--- DO THIS ---
Please render the part that opens with the line containing "Practice step: locate the unopened" and closes with the line containing "x=1165, y=859", both included, as a Markdown table with the columns Row and Line. Give each line its own numbered row and leave out blank lines.

+++++

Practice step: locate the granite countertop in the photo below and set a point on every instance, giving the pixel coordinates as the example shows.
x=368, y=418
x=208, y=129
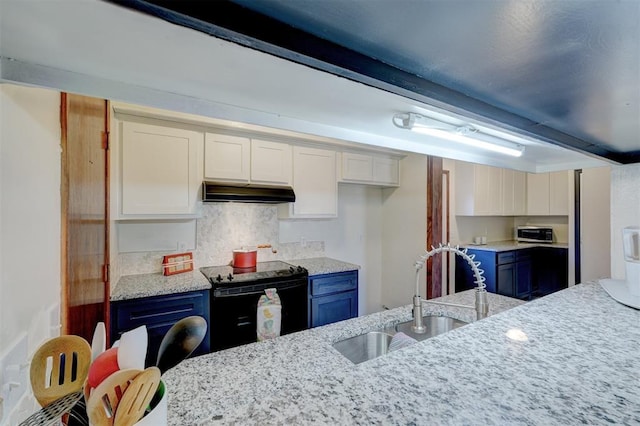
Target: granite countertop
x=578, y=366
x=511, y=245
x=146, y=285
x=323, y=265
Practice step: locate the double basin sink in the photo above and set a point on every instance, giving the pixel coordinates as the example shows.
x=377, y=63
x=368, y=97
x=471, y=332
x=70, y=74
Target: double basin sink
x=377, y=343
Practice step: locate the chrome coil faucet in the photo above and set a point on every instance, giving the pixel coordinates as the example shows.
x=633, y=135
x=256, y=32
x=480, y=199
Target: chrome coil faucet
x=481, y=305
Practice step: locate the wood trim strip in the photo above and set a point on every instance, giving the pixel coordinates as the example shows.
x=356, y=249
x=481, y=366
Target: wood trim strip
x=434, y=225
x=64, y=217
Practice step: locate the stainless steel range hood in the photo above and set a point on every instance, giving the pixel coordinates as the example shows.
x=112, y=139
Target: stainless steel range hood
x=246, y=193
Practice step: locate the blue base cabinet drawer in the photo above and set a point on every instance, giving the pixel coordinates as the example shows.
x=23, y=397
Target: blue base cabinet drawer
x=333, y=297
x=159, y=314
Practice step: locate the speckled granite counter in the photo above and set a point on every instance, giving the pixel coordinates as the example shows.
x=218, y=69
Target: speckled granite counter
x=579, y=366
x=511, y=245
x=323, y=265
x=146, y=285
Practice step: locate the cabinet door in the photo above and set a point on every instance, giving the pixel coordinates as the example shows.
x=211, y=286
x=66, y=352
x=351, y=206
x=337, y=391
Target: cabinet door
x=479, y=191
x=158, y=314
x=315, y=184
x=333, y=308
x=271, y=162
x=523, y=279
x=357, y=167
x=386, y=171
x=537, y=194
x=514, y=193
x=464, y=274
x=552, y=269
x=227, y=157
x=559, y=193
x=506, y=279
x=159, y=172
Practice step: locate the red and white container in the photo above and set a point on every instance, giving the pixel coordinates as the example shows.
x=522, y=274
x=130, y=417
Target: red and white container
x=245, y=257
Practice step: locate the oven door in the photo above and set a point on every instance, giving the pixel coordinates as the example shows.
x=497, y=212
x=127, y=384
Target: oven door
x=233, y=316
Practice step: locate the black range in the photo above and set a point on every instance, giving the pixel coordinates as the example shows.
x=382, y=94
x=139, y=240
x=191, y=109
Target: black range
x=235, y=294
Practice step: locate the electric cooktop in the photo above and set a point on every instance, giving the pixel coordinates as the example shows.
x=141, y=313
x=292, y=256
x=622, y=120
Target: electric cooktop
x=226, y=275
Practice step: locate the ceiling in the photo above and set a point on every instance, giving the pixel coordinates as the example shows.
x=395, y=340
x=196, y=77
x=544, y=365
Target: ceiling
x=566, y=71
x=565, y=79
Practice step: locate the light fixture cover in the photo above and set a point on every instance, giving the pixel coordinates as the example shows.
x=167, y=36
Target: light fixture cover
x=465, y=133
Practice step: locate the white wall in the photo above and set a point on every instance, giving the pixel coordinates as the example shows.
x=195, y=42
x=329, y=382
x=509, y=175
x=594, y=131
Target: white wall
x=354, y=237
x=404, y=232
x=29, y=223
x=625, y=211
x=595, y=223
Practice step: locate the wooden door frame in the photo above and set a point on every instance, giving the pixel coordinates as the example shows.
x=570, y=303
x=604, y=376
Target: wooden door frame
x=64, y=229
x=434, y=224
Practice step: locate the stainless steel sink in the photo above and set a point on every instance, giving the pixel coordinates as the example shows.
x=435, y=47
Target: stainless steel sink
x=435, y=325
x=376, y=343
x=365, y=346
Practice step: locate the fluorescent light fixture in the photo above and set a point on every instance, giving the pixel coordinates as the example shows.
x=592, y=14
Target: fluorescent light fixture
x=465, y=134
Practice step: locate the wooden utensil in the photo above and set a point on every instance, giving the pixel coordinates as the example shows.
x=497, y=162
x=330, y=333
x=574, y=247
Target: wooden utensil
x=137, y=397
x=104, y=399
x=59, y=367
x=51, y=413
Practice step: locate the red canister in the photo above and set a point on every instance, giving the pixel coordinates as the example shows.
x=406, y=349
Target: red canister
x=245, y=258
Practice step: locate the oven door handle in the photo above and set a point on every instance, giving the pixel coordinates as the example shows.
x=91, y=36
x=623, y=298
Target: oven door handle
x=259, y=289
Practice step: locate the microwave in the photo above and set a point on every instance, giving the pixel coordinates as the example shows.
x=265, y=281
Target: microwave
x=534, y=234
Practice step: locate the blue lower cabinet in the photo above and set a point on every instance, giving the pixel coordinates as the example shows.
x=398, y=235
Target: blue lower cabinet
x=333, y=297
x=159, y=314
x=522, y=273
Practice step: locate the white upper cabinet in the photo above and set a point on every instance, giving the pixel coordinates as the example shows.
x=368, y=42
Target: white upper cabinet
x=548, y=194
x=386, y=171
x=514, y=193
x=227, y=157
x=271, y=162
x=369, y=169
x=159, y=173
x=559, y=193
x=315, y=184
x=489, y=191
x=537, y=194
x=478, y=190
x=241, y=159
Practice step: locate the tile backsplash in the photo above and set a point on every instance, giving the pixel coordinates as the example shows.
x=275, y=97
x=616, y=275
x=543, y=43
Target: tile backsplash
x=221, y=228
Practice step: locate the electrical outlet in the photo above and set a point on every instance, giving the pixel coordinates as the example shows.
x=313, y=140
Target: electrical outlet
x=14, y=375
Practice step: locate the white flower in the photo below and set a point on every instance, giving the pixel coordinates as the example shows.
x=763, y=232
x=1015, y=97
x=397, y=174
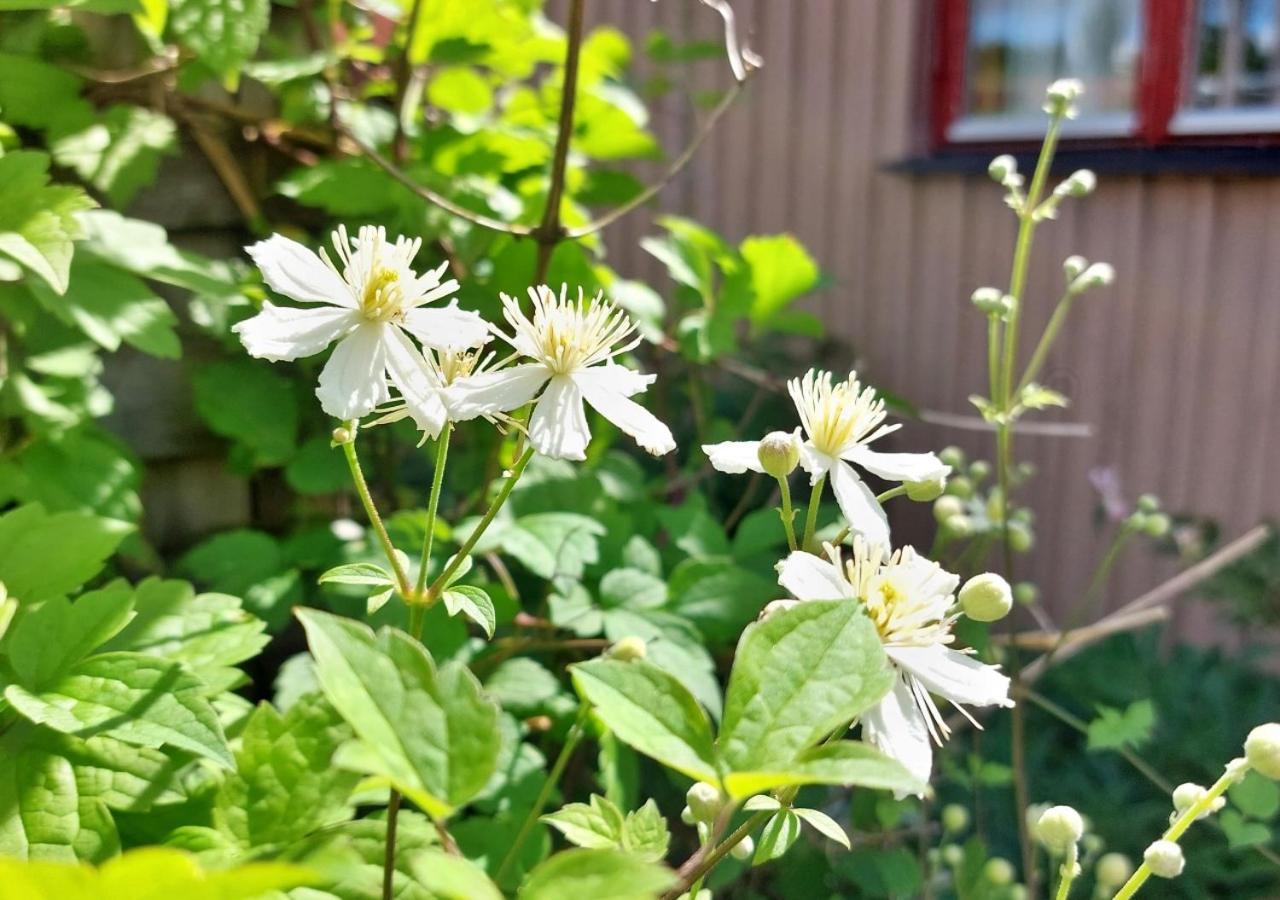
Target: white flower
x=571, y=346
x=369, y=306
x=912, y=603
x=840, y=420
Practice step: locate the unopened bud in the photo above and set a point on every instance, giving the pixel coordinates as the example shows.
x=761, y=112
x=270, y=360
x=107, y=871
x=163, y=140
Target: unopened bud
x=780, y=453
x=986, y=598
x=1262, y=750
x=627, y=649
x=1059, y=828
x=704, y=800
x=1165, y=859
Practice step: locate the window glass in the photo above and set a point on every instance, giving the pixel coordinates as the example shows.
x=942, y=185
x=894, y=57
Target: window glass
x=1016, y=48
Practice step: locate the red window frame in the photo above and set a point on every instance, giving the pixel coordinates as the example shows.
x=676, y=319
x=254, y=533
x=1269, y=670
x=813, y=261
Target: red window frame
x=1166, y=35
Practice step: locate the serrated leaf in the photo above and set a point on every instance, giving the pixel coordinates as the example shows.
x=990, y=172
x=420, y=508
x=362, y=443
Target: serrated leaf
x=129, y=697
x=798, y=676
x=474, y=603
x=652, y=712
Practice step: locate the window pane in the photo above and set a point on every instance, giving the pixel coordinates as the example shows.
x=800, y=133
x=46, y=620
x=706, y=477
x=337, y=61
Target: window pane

+++++

--- RIGHT ANSWER ---
| Row | Line |
|---|---|
| 1 | Practice step: locate the unopened bud in the photo above and set a point on every instance, giving the pixel coordinates as the example shows. |
| 2 | x=761, y=112 |
| 3 | x=270, y=360 |
| 4 | x=107, y=871 |
| 5 | x=163, y=140 |
| 6 | Target: unopened bud |
| 7 | x=780, y=453 |
| 8 | x=986, y=598 |
| 9 | x=1262, y=750 |
| 10 | x=627, y=649 |
| 11 | x=1059, y=828 |
| 12 | x=704, y=800 |
| 13 | x=1165, y=859 |